Reading passage:
________________________
In 2015, things have changed a bit though now. Both have improved there volleys, Federer is more aggressive with his one-handed backhand and Djokovic is much more comfortable moving towards his left and whacking his forehand inside-out.

Frankly, it doesn’t really matter what their coaches say because the two players know each other like they are twins. It is all about who plays better. While Federer was not pleased that he was stunned by Seppi in Australia and badly wants a title, Djokovic won the Aussie because he is more comfortable. Novak will win the Dubai title in three sets.

Pick of the Day, Feb 25: Agnieszka Radwanska vs. Flavia Pennetta, Doha

Aga is on a hot streak but her 2nd serve still hurts her

Aga is on a hot streak but her 2nd serve still hurts her

Is the Polish Aga Radwanska in a slump? Yes, she is.

The former 2012 Wimbledon finalist and the once No. 2 hasn’t played very well since the start of the season. She fell to Garbine Muguruza in a tight contest in Sydney, went down to Venus Williams in the fourth round at the Australian Open, lost both matches in Fed Cup (when she was whipped by Maria Sharapova) and last week in Dubai, she fell against the rising Muguruza once again.
________________________
Data extract:
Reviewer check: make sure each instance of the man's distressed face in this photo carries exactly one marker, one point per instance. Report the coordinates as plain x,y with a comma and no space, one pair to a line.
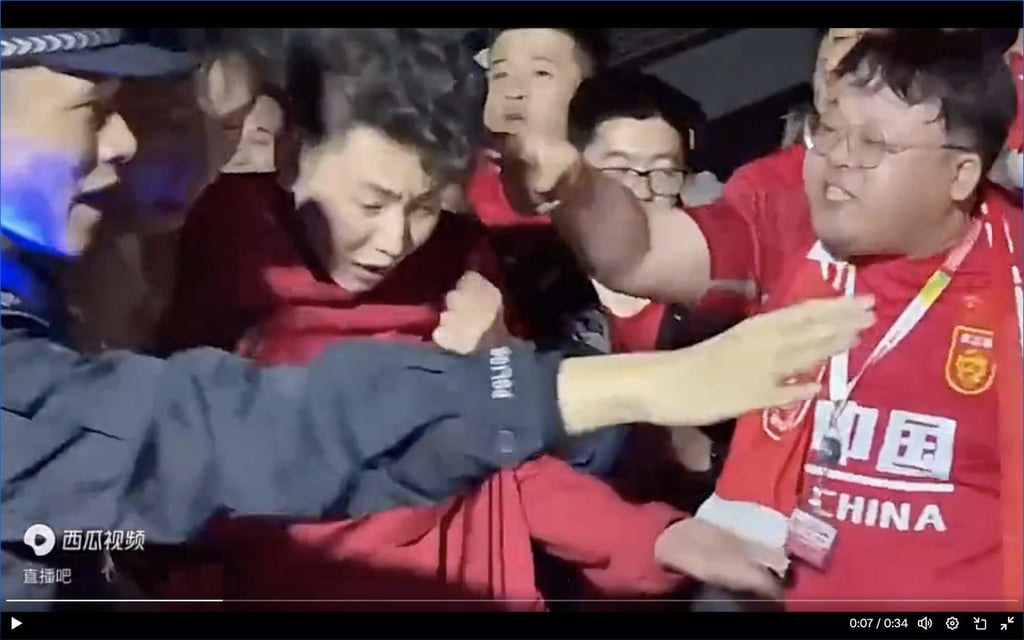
________________________
Exercise prompt: Transcribe the tennis passage above from "Is the Polish" up to and including "Muguruza once again.".

Solution below:
Is the Polish Aga Radwanska in a slump? Yes, she is.

The former 2012 Wimbledon finalist and the once No. 2 hasn’t played very well since the start of the season. She fell to Garbine Muguruza in a tight contest in Sydney, went down to Venus Williams in the fourth round at the Australian Open, lost both matches in Fed Cup (when she was whipped by Maria Sharapova) and last week in Dubai, she fell against the rising Muguruza once again.